• **Dataset excerpts**:
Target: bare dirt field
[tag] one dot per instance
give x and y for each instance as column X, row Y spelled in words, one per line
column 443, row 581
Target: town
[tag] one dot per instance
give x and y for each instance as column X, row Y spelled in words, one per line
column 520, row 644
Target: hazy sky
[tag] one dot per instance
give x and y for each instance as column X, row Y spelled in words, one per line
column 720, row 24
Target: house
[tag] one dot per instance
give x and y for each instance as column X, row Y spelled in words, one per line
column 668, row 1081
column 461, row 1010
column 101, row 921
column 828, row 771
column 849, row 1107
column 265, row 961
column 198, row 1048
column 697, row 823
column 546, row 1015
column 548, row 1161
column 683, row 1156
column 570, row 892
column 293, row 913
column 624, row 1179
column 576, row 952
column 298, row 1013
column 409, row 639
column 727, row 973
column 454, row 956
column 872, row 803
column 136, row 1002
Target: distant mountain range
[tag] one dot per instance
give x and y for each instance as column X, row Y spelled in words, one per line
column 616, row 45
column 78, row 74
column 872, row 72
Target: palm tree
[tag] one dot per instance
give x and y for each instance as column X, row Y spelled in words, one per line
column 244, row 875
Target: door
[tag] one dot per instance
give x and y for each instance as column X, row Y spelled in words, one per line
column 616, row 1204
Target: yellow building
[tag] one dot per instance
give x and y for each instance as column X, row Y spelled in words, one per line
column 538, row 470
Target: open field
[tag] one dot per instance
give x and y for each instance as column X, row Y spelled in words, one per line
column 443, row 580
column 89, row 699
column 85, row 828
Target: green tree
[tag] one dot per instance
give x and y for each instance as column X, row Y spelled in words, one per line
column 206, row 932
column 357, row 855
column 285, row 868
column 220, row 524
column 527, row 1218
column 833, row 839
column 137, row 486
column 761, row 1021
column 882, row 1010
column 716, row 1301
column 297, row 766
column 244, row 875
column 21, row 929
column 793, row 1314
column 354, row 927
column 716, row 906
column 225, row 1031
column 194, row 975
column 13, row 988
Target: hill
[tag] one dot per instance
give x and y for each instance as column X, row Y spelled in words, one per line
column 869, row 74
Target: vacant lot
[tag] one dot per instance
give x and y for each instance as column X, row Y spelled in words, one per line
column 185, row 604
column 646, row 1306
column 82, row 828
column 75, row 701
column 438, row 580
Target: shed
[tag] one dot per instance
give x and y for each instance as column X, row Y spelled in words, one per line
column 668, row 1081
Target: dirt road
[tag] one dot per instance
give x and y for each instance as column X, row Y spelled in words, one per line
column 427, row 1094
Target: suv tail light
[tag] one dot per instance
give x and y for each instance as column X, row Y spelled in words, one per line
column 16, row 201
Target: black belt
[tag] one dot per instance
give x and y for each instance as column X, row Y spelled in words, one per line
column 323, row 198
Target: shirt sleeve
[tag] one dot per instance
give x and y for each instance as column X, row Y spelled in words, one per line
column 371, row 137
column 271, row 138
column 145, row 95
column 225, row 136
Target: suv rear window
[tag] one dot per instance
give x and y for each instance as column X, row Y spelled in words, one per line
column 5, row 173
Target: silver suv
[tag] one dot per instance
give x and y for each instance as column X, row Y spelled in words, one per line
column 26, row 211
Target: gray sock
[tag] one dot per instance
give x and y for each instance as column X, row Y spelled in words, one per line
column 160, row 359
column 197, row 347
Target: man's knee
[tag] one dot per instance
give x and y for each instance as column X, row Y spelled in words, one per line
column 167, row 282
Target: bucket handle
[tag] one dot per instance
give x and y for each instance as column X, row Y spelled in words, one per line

• **Task details**:
The full listing is to be printed again exactly as it stands.

• **Solution to this problem**:
Target: bare dirt field
[tag] one dot per instance
give x and y for each instance as column X, row Y spelled in words, one per line
column 443, row 581
Target: town
[tag] one dot per instance
give x and y for each instance as column X, row Y spelled in words, one per line
column 520, row 644
Target: hazy sky
[tag] one dot per instance
give x and y for each instance as column X, row Y spelled in words, one per line
column 720, row 24
Target: house
[tag] one dot per instance
give x and y for each instance as column X, row Y spelled in words, one per line
column 668, row 1081
column 461, row 1010
column 101, row 921
column 828, row 771
column 849, row 1107
column 265, row 961
column 198, row 1048
column 697, row 823
column 546, row 1015
column 548, row 1161
column 683, row 1156
column 570, row 892
column 293, row 913
column 624, row 1179
column 576, row 952
column 298, row 1013
column 409, row 639
column 727, row 973
column 454, row 956
column 872, row 803
column 136, row 1002
Target: distant mountain range
[tag] one dot per instance
give x and y for each instance as column X, row Y spelled in words, one per line
column 616, row 45
column 78, row 74
column 872, row 72
Target: palm tree
[tag] one dot per instance
give x and y for each instance as column X, row Y spelled in words, one per line
column 244, row 875
Target: door
[tag] one dot per instance
give x and y for each instance as column X, row Y spelled in words, one per line
column 616, row 1204
Target: yellow building
[tag] one dot per instance
give x and y for each instance as column X, row Y spelled in words, one per line
column 538, row 470
Target: open field
[tag] one dot per instance
give x and y for each instance as column X, row Y spelled in words, one per line
column 443, row 580
column 89, row 699
column 85, row 828
Target: green tree
[tag] one dot per instance
give x and y for each instance as column X, row Y spelled in words, one per line
column 206, row 932
column 357, row 855
column 285, row 868
column 220, row 524
column 527, row 1218
column 833, row 839
column 137, row 486
column 761, row 1021
column 882, row 1010
column 716, row 1301
column 297, row 766
column 244, row 875
column 21, row 929
column 793, row 1314
column 354, row 927
column 716, row 906
column 225, row 1031
column 194, row 975
column 13, row 988
Target: hill
[tag] one dot per instance
give x and y for each instance as column X, row Y spelled in words, one per line
column 869, row 74
Target: vacant lot
[tag] one dot per instance
give x and y for each instance as column X, row Y spelled in words, one per line
column 185, row 604
column 646, row 1306
column 82, row 828
column 75, row 701
column 438, row 580
Target: shed
[tag] one dot per instance
give x and y for each instance as column X, row Y spelled in words, one per line
column 668, row 1081
Target: dirt road
[tag] one dot per instance
give x and y for each instance as column X, row Y spelled in words, one per line
column 427, row 1094
Target: suv tail light
[tag] one dot per instance
give x and y for each instance as column X, row Y spelled in words, one per line
column 16, row 201
Target: black belt
[tag] one dot per instance
give x and y for each instance as column X, row Y spelled in words, one per line
column 323, row 198
Target: shirt sleeve
[tag] one dot per instance
give x and y for each instance as column X, row Y spelled in words, one per line
column 371, row 137
column 271, row 138
column 145, row 95
column 225, row 136
Target: suv rear window
[tag] one dot per instance
give x and y for each instance as column X, row Y spelled in words, one per line
column 5, row 173
Target: silver suv
[tag] one dot per instance
give x and y for each instance as column X, row Y spelled in words, one per line
column 26, row 211
Target: gray sock
[tag] one dot per instance
give x and y for each instance as column X, row Y spelled in words, one per line
column 160, row 359
column 197, row 347
Target: man's knee
[tag] one dot per instance
give x and y for each instance as column X, row Y spelled in words, one per line
column 167, row 282
Target: bucket handle
[tag] one dot per instance
give x and y for each instance as column X, row Y spelled in words, one per line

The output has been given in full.